Work instruction: I'd like every entry transcribed word for word, with no pictures.

Data for analysis:
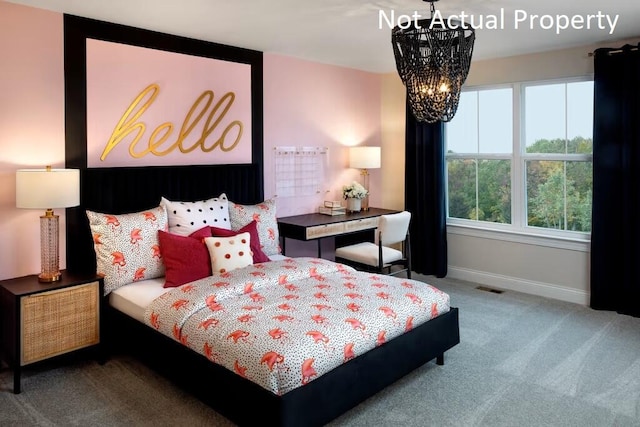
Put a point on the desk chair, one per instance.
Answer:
(380, 256)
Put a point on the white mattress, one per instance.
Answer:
(133, 299)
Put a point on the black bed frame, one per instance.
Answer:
(123, 189)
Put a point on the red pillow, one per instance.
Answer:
(254, 239)
(185, 258)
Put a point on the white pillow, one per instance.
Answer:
(187, 217)
(126, 246)
(229, 253)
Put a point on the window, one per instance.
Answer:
(519, 158)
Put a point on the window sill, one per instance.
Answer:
(580, 245)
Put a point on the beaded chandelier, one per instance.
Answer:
(433, 58)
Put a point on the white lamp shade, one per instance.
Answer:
(364, 157)
(47, 188)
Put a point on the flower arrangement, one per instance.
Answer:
(354, 191)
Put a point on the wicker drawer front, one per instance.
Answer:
(59, 321)
(325, 230)
(361, 224)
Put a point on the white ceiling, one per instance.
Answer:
(346, 32)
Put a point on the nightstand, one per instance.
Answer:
(43, 320)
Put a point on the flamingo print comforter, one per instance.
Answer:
(282, 324)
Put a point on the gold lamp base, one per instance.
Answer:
(49, 256)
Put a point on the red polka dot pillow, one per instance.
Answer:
(264, 214)
(229, 253)
(127, 247)
(187, 217)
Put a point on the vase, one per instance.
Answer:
(354, 205)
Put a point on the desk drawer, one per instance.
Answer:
(325, 230)
(360, 224)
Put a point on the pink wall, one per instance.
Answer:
(311, 104)
(305, 103)
(31, 124)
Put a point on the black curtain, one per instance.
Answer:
(615, 236)
(425, 195)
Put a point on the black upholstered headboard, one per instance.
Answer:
(123, 190)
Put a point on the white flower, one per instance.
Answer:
(354, 191)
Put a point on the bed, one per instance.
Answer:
(322, 397)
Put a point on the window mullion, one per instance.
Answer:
(518, 182)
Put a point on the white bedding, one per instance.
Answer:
(134, 298)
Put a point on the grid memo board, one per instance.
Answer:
(299, 171)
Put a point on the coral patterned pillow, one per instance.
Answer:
(126, 246)
(229, 253)
(265, 216)
(252, 229)
(187, 217)
(185, 258)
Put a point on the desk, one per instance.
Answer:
(317, 226)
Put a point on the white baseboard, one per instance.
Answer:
(547, 290)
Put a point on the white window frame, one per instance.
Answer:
(518, 231)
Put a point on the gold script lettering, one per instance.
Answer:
(129, 124)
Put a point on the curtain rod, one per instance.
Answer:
(614, 51)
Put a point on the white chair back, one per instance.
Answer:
(393, 228)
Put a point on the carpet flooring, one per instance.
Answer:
(522, 361)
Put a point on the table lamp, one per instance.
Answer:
(48, 189)
(364, 158)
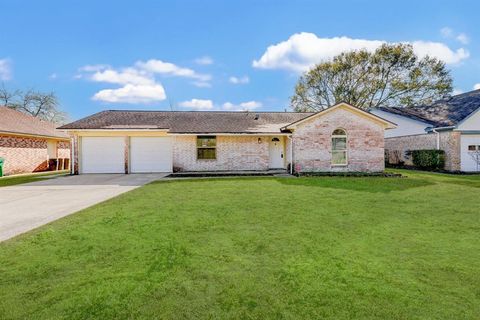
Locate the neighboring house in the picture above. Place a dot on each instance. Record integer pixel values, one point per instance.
(340, 138)
(451, 124)
(27, 144)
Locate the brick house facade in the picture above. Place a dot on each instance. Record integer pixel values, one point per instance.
(241, 141)
(397, 148)
(29, 154)
(312, 143)
(27, 144)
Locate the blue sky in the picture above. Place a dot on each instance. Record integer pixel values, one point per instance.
(213, 55)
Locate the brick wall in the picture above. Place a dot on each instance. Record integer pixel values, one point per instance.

Answer box:
Put a point on the desk chair, one per instance.
Answer:
(380, 256)
Put a point on the white mattress, one per instance.
Answer:
(133, 299)
Put a point on the black bed frame, one per instance.
Answer:
(123, 189)
Put a point on the red pillow, one per instance.
Answer:
(254, 239)
(185, 258)
Put a point on the white pillow, one per instance.
Answer:
(187, 217)
(126, 246)
(229, 253)
Put a point on the window, one per instance.
Answer:
(519, 158)
Put a point on the window sill, one per instance.
Answer:
(580, 245)
Put a point on the beaded chandelier, one per instance.
Answer:
(433, 58)
Put a point on the white lamp shade, one per instance.
Answer:
(364, 157)
(47, 188)
Put a point on the flower arrangement, one per instance.
Answer:
(354, 191)
Put a point on the wicker drawer front, one per instance.
Answer:
(59, 321)
(325, 230)
(361, 224)
Put a point on the white ceiling, one per instance.
Answer:
(346, 32)
Put a point on the nightstand, one per instance.
Answer:
(43, 320)
Put a point on the flamingo print comforter, one per instance.
Answer:
(282, 324)
Put a point on the gold lamp base, one per instance.
Answer:
(49, 256)
Put a point on the red polka dot pillow, one per instance.
Answer:
(264, 214)
(229, 253)
(127, 247)
(187, 217)
Put a point on the vase, one per instance.
Answer:
(354, 205)
Put a point on the desk drawer, one per instance.
Answer:
(325, 230)
(360, 224)
Put a point on the pink wall, one per instance.
Answer:
(311, 104)
(305, 103)
(31, 124)
Put a point on the black curtain, one per instance.
Answer:
(615, 236)
(425, 195)
Put a point on the black upholstered headboard, one per instance.
Answer:
(123, 190)
Put a point on the white flower, one per instance.
Answer:
(354, 191)
Put a point on the bed, one per instance.
Answer:
(322, 397)
Put a point on the window mullion, one per instance.
Answer:
(518, 182)
Put a point on the white bedding, one per instance.
Answer:
(134, 298)
Put a point on the grid memo board, one per instance.
Answer:
(299, 171)
Put a point on the coral patterned pillow, one per instance.
Answer:
(126, 246)
(229, 253)
(265, 216)
(252, 229)
(187, 217)
(185, 258)
Put a point on the desk, one per instance.
Answer:
(317, 226)
Put a point on the white baseboard, one per instance.
Answer:
(547, 290)
Put a point on the white window frame, one per instance.
Answer:
(518, 231)
Put a point on the gold script lettering, one per instance.
Answer:
(129, 124)
Put a point on the curtain rod, one per instance.
Answer:
(614, 51)
Put a point on the white chair back, one per instance.
Answer:
(393, 228)
Put a point on the carpet flooring, one per instance.
Answer:
(522, 361)
Put a point on the table lamp, one per instance.
Answer:
(48, 189)
(364, 158)
Locate the neighboring house in the picture above. Place a dot on each instance. Record integer pixel values, one point per instance.
(340, 138)
(451, 124)
(27, 144)
Locate the brick house facade in the picture above. Place a dot on each instance. Record integer pixel values, one point per instance.
(241, 141)
(397, 148)
(29, 154)
(312, 143)
(27, 144)
Locate the blue sky in the picture above. Place a dot on each instance. Record integer pixel values, one point per instance.
(213, 55)
Locate the brick wall in the picture above. Place a dot on each instance. Record integer pixel values, one point per instance.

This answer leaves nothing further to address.